+++ RECORDS PROVIDED +++
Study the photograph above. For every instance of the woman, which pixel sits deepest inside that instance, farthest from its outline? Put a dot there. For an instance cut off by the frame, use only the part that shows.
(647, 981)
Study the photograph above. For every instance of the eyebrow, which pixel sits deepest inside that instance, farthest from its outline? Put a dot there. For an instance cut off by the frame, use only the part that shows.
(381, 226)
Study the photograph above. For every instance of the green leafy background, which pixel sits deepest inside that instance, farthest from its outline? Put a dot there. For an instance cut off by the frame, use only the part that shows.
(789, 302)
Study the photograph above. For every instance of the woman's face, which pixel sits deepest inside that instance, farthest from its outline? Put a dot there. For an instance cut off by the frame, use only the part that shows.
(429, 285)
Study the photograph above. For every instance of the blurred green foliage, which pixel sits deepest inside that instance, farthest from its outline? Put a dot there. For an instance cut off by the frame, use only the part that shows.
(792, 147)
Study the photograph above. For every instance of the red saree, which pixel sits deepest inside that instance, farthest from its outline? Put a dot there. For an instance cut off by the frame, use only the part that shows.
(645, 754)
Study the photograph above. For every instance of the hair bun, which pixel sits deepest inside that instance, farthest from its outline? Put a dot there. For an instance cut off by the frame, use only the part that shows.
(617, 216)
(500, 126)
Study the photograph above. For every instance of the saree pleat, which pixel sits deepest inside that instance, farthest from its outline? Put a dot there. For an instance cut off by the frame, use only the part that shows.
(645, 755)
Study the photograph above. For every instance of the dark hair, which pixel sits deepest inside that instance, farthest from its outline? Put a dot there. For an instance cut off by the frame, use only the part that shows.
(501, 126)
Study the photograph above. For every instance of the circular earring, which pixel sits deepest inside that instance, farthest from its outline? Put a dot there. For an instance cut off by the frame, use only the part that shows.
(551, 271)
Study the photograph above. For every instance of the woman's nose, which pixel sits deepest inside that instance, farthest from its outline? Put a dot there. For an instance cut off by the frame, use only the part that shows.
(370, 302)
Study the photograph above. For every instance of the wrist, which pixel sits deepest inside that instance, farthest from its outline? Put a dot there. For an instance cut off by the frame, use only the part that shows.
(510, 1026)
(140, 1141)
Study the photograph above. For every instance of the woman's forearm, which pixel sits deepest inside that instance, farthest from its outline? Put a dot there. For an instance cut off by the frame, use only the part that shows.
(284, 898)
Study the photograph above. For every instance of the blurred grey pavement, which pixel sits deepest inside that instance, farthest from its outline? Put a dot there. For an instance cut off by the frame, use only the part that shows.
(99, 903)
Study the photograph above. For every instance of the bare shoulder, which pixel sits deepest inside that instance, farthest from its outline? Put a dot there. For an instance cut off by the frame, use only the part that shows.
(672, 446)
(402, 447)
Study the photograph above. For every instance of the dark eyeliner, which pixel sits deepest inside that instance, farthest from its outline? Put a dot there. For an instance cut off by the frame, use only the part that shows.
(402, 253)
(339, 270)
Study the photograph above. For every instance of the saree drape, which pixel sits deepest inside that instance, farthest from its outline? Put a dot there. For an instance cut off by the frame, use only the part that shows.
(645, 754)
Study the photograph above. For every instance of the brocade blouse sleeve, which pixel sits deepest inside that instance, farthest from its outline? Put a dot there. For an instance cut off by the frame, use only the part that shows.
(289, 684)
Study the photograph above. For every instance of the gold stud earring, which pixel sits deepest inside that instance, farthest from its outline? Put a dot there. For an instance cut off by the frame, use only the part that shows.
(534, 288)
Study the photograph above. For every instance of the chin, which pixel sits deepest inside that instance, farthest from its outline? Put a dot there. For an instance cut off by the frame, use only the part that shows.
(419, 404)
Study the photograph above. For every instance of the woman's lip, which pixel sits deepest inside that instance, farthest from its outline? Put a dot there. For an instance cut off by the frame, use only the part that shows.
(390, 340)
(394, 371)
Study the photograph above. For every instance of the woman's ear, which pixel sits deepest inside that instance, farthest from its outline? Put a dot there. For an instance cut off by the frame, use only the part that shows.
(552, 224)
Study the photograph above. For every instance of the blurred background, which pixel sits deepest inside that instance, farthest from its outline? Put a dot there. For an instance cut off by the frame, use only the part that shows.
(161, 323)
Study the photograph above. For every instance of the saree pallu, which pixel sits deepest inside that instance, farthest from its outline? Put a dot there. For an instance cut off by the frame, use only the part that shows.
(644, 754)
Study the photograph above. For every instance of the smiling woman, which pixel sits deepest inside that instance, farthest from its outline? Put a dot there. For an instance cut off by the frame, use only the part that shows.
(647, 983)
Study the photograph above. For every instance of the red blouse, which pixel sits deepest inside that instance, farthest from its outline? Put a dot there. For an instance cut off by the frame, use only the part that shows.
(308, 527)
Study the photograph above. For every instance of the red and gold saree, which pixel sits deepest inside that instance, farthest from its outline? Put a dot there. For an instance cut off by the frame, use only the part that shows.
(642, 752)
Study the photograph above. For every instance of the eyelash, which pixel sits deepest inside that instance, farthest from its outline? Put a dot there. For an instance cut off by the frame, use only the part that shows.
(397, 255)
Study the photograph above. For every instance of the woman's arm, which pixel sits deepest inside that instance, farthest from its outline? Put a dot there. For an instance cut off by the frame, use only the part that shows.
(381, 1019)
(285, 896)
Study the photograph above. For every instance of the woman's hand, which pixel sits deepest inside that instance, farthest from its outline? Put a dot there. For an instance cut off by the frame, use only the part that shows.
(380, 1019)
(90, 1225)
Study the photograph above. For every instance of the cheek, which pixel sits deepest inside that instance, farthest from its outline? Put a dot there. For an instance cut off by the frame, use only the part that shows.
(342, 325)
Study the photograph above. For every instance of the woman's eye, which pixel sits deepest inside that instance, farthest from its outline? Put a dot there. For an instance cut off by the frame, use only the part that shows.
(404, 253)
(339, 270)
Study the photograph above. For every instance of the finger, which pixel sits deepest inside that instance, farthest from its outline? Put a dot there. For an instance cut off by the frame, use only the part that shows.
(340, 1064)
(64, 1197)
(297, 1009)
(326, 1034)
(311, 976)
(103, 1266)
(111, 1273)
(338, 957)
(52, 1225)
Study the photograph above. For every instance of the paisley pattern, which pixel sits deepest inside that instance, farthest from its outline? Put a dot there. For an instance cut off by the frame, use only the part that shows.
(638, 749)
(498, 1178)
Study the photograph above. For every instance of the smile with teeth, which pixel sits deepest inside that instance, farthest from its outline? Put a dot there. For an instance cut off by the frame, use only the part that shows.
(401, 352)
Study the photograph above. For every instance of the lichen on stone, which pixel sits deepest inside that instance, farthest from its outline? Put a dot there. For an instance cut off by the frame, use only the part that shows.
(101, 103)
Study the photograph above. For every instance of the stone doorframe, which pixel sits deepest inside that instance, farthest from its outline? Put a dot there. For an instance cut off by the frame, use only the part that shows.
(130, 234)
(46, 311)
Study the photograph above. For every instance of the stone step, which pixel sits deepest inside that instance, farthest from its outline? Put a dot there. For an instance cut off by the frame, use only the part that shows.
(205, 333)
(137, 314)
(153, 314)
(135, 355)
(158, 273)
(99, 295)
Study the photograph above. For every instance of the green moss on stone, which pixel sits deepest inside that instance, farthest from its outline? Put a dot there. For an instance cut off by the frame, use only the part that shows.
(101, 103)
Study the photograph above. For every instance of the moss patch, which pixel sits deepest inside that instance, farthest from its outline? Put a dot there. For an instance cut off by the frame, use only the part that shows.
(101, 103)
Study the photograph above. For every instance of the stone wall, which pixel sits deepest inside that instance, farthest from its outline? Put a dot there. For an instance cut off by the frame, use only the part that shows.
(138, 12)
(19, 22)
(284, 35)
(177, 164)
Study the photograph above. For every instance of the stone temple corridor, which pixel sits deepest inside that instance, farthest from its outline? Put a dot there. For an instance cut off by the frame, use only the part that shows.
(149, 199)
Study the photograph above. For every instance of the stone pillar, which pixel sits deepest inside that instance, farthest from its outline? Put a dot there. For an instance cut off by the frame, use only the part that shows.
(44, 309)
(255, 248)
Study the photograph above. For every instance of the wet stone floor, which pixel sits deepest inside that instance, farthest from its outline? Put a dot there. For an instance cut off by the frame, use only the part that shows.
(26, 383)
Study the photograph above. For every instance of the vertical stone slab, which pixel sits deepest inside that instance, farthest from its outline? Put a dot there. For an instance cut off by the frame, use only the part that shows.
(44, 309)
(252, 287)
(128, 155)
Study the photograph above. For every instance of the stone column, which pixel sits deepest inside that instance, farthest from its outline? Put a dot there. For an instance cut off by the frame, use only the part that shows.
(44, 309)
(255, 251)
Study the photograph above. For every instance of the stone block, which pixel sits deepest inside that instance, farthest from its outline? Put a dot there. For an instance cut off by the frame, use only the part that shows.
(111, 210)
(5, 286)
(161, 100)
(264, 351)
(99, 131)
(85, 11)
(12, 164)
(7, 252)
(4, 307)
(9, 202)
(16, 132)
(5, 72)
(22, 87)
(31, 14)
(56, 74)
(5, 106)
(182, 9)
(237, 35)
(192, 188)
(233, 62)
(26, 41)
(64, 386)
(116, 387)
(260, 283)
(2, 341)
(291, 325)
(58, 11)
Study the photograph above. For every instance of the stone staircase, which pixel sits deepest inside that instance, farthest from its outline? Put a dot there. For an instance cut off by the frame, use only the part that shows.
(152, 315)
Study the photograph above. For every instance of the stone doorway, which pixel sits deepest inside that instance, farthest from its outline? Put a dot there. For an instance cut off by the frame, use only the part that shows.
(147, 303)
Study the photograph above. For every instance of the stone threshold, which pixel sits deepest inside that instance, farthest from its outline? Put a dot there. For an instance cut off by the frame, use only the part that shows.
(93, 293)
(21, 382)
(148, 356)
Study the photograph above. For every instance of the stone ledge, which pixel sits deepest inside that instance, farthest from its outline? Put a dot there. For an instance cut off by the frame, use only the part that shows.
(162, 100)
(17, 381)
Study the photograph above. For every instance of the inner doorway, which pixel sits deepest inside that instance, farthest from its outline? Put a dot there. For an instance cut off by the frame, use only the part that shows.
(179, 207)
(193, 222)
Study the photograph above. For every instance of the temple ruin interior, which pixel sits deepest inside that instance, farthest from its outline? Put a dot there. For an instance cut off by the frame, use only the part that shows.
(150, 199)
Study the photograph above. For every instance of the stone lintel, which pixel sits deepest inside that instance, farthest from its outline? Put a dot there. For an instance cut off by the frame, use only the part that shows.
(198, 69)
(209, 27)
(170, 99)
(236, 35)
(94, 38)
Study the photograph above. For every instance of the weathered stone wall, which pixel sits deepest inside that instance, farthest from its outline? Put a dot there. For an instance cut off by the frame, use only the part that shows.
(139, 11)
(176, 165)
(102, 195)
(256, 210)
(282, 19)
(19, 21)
+++
▸ PROMPT
Produce exactly the lines from the one containing "Study the photograph above. For every instance of the weathered" through the final line of the records above, both included, and no others.

▸ ANSWER TO THIS TASK
Study the photograph above. For every instance of the weathered stone wall, which pixel sits deepest inside that instance, farthest from its outline? Put a dot there. For an instance cut off by the frame, use only the part that shows.
(139, 11)
(176, 165)
(102, 195)
(256, 210)
(282, 19)
(19, 21)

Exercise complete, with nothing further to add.